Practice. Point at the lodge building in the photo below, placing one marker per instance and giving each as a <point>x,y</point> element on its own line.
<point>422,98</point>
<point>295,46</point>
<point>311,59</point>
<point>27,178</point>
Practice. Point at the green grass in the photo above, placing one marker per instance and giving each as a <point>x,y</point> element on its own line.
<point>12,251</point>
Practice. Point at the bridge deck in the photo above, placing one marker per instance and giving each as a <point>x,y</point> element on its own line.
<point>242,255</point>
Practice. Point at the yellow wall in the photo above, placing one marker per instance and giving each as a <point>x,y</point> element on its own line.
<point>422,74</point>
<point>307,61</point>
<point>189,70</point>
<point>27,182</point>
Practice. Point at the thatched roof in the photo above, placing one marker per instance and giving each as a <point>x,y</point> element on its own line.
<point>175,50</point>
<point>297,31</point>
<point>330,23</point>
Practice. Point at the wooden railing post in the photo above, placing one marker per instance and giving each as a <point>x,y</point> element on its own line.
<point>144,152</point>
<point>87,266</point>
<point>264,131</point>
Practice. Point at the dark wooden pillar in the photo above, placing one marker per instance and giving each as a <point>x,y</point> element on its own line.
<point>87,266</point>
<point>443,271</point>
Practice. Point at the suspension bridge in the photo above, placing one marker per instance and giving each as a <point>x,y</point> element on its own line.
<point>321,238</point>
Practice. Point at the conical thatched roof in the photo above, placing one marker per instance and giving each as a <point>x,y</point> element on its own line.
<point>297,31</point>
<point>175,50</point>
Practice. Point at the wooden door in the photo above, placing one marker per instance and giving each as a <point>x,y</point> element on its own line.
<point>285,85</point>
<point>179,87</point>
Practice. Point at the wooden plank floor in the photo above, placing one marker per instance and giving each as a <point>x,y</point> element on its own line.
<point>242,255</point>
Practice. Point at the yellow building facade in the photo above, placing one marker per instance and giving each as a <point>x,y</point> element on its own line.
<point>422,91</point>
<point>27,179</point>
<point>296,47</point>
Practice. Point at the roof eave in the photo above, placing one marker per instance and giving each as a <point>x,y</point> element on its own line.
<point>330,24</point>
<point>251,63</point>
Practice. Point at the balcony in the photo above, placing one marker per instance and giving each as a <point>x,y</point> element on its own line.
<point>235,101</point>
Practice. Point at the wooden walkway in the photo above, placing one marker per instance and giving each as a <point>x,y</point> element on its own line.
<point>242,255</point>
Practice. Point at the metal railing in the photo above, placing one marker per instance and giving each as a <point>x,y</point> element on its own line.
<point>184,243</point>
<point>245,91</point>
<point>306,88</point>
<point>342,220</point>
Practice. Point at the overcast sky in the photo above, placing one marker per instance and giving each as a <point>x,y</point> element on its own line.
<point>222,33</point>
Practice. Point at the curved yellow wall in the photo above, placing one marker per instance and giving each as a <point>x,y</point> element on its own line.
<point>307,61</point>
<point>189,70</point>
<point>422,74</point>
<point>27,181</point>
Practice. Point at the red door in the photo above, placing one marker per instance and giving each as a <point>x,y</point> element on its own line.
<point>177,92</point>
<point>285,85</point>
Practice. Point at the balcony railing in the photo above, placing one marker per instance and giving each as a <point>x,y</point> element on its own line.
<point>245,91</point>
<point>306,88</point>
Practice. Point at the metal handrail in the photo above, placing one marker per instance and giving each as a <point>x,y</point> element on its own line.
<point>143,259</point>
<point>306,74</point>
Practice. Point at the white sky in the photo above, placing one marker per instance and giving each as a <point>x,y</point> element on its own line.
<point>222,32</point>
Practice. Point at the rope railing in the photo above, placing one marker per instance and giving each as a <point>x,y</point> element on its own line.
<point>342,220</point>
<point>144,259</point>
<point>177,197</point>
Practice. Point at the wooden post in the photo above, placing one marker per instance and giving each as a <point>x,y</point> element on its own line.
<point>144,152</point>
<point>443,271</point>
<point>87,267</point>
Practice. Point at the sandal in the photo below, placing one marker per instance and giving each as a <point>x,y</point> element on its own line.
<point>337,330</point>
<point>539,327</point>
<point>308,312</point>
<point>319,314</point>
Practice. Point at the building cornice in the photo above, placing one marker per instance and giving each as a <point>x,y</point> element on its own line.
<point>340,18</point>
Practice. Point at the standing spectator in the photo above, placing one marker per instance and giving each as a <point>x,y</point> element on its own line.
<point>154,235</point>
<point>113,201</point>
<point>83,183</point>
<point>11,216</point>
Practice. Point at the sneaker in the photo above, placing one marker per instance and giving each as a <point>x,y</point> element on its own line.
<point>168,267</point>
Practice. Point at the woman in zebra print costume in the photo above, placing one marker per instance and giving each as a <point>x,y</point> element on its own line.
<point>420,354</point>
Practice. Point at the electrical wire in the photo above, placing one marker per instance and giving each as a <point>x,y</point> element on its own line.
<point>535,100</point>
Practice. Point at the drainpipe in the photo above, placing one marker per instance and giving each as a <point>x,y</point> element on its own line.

□ □ □ □ □

§ TASK DIRECTIONS
Print the records above exactly as they appear.

§ OUTPUT BELOW
Practice. Point at the lodge building in the photo below, placing one marker per instance and giving each as a <point>x,y</point> element on its own line.
<point>422,98</point>
<point>295,46</point>
<point>311,59</point>
<point>27,178</point>
Practice. Point at the green grass in the photo above, placing one marker per instance and giving each as a <point>x,y</point> element on its own line.
<point>12,251</point>
Practice. Point at the bridge deck in the photo above, placing one marker per instance and giving each as a <point>x,y</point> element on its own line.
<point>242,255</point>
Practice. Point at the yellow wall in the photo above, placing one marker per instance and giving each as a <point>x,y</point> element on its own line.
<point>422,74</point>
<point>307,61</point>
<point>189,70</point>
<point>27,182</point>
Practice. Point at the thatched roof in the photo above, placing one marker per instance and giving each as a <point>x,y</point> element on its own line.
<point>175,50</point>
<point>297,31</point>
<point>330,23</point>
Practice. Point at the wooden railing post in the photo above, placing one marker per instance and giving each as a <point>x,y</point> element on its own line.
<point>144,152</point>
<point>87,266</point>
<point>264,131</point>
Practice. Point at the dark wooden pillar in the photo above, placing one marker per instance and giving each as a <point>x,y</point> element on its own line.
<point>87,266</point>
<point>443,271</point>
Practice. Point at the suspension bridge in the photo above, placing one marker per instance and giving each as a <point>x,y</point> element on its own line.
<point>321,238</point>
Practice. Point at the conical thatched roof in the photo above, placing one marker per instance and giving each as a <point>x,y</point> element on its own line.
<point>297,31</point>
<point>175,50</point>
Practice. Point at the wooden door in the photo above, placing one marker per instance and giving each as a <point>x,y</point> element on its own line.
<point>285,85</point>
<point>179,87</point>
Practice. Point at the wooden plank floor in the photo above, placing one marker per instance and giving each as a <point>x,y</point> element on its own line.
<point>242,255</point>
Practice. Point at the yellow building facade in the photo above, placing one marker per instance and giving each as a <point>x,y</point> element on its own line.
<point>422,91</point>
<point>27,179</point>
<point>296,47</point>
Practice. Point at the roof eave in the photo above, placing one marker per instance and giving each as a <point>x,y</point> element on its own line.
<point>330,24</point>
<point>251,63</point>
Practice. Point at the balcony in the photo above, placing one marker per instance and giving each as a <point>x,y</point> element on its own line.
<point>235,101</point>
Practice. Point at the wooden walkway in the photo above, placing one marker per instance and giving each as a <point>x,y</point> element on its own line.
<point>242,255</point>
Practice. Point at the metal railing in the photo above, placing one marker per instance and giving each as a <point>x,y</point> element on its own line.
<point>184,243</point>
<point>245,91</point>
<point>306,88</point>
<point>342,220</point>
Practice. Point at the overcast sky in the photo above, placing one marker per instance and giving each as a <point>x,y</point> element on its own line.
<point>222,33</point>
Practice. Point at the curved yellow wall in the photo above, placing one marker per instance and giving each as a <point>x,y</point> element on its own line.
<point>307,61</point>
<point>189,70</point>
<point>422,74</point>
<point>27,181</point>
Practice. Point at the red door in the photo above, placing one marker per instance and giving each as a <point>x,y</point> element on its own line.
<point>177,92</point>
<point>285,85</point>
Practice. Point at the balcony railing in the photo above, placing one marker per instance and giving each as a <point>x,y</point> element on its own line.
<point>245,91</point>
<point>306,88</point>
Practice. Point at the metal handrail in the photo above, placing one marker per instance and giving each as a <point>x,y</point> element on its own line.
<point>143,259</point>
<point>306,74</point>
Practice. Point at the white sky in the photo above, placing one marker per instance and giving each as a <point>x,y</point> element on its own line.
<point>222,32</point>
Practice. Point at the rope railing in the photo above, placing one marker per instance and giving each as a <point>x,y</point> element on its own line.
<point>342,220</point>
<point>144,259</point>
<point>177,197</point>
Practice. Point at the wooden post in the photo above, placing one marker per instance and giving each as a <point>x,y</point> element on its own line.
<point>144,152</point>
<point>443,271</point>
<point>87,267</point>
Practice. Point at the sandal in the photo below, placing one marker per instance and giving each as a <point>x,y</point> element on its own line.
<point>337,330</point>
<point>539,327</point>
<point>308,312</point>
<point>319,314</point>
Practice. Point at the building cornice in the photo above, placing one marker per instance and giving each as a <point>x,y</point> element on its own line.
<point>340,18</point>
Practice. Point at the standing spectator in the photo above, placing one marker per instance and giving each as a <point>x,y</point> element on its own line.
<point>154,235</point>
<point>113,201</point>
<point>83,183</point>
<point>11,216</point>
Practice. Point at the sneaker in the photo above, placing one marker per instance and giving each as a <point>x,y</point> element on its own line.
<point>168,267</point>
Practice. Point at the woman in zebra print costume in the photo above, placing one marker per instance and giving each as a <point>x,y</point> element on its own line.
<point>420,354</point>
Practice. Point at the electrical wire in the photo above, placing one marker per instance and giving each as a <point>x,y</point> element on its own line.
<point>535,100</point>
Practice. Point at the drainpipe in the photo above, placing one marker per instance and giving each as a <point>x,y</point> element on its own line.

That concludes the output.